Problem details
Word for word, the records below are to be set down again.

Materials provided
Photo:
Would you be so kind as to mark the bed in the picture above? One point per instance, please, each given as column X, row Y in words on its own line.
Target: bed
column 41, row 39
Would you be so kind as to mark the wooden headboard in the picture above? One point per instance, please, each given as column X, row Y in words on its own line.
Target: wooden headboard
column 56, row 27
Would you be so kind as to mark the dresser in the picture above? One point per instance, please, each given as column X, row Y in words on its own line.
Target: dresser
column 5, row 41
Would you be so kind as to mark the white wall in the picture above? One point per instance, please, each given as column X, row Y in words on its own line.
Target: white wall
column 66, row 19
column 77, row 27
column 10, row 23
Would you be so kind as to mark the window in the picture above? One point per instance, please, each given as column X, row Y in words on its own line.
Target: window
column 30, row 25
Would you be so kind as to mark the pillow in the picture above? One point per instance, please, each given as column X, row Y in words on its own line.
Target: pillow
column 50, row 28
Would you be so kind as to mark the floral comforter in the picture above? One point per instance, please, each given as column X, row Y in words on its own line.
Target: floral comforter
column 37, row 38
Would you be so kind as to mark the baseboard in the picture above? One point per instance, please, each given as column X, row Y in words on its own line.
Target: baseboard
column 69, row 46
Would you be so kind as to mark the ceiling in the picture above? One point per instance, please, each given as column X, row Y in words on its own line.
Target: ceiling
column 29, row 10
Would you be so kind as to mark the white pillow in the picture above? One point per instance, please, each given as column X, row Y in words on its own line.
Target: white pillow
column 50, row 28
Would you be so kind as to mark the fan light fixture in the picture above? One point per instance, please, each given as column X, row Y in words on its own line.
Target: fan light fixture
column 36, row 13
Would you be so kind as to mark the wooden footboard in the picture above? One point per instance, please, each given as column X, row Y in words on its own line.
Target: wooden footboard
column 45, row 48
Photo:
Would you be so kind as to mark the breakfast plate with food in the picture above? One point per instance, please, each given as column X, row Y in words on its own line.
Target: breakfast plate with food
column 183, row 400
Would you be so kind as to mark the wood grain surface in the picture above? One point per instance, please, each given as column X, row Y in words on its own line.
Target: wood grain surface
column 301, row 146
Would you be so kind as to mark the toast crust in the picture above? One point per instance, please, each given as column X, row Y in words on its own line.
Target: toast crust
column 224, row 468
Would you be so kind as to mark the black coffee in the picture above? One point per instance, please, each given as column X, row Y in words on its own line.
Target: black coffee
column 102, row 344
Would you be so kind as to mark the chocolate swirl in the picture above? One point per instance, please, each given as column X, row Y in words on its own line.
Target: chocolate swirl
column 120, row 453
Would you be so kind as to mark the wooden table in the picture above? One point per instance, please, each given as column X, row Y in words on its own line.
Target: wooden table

Task answer
Photo:
Would you be so kind as to mark the bed in the picture above? One point per instance, please, each given as column X, row Y in words on its own line.
Target: bed
column 41, row 39
Would you be so kind as to mark the wooden headboard in the picture above? One point per instance, please, each given as column X, row Y in words on its own line.
Target: wooden headboard
column 56, row 27
Would you be so kind as to mark the dresser in the picture above? One point per instance, please, each given as column X, row Y in words on its own line.
Target: dresser
column 5, row 41
Would you be so kind as to mark the white wall in the picture above? One point per instance, please, each given as column X, row Y in words on its own line.
Target: white wall
column 66, row 19
column 77, row 27
column 10, row 23
Would you be so kind as to mark the window in the picture above? One point per instance, please, each given as column X, row Y in words on its own line.
Target: window
column 30, row 25
Would you be so kind as to mark the pillow in the picture above? One point per instance, please, each given as column X, row Y in words on its own line.
Target: pillow
column 50, row 28
Would you be so kind as to mark the floral comforter in the picture above? One point per instance, please, each given as column X, row Y in words on its own line.
Target: floral comforter
column 37, row 38
Would you be so kind as to mark the baseboard in the picture above? One point per instance, please, each given as column X, row Y in words on its own line.
Target: baseboard
column 69, row 46
Would you be so kind as to mark the ceiling in the picture above? One point per instance, please, each given as column X, row Y in words on its own line.
Target: ceiling
column 29, row 10
Would you be so kind as to mark the white pillow in the picture above? One point per instance, please, each given as column X, row Y in words on its own line.
Target: white pillow
column 50, row 28
Would you be so kind as to mark the fan light fixture in the picture above? One point per instance, please, each given as column X, row Y in words on its own line.
Target: fan light fixture
column 36, row 13
Would you be so kind as to mark the wooden footboard in the picture above? One point per instance, please, each given as column X, row Y in words on its own line.
Target: wooden footboard
column 45, row 48
Photo:
Would you be so kind as to mark the breakfast plate with food in the picture above? One point per instance, please, each given as column X, row Y in words on its own line.
Target: breakfast plate with food
column 183, row 400
Would you be so kind as to mark the wood grain surface in the picture above? One point per instance, please, each given as column X, row Y in words on its own line.
Target: wood grain surface
column 301, row 146
Would you be so kind as to mark the toast crust in the picture above? One point per instance, please, each given as column X, row Y in words on its own line.
Target: toast crust
column 224, row 468
Would you be so kind as to mark the black coffee in the picture above? One point per instance, please, each given as column X, row Y in words on its own line.
Target: black coffee
column 102, row 344
Would you be so kind as to mark the chocolate swirl in the picture above? One point per instance, please, each given as column X, row Y in words on its own line.
Target: chocolate swirl
column 120, row 453
Would you be so kind as to mark the wooden table in the picture above? One point per instance, please, each given as column X, row Y in words on its own line.
Target: wooden table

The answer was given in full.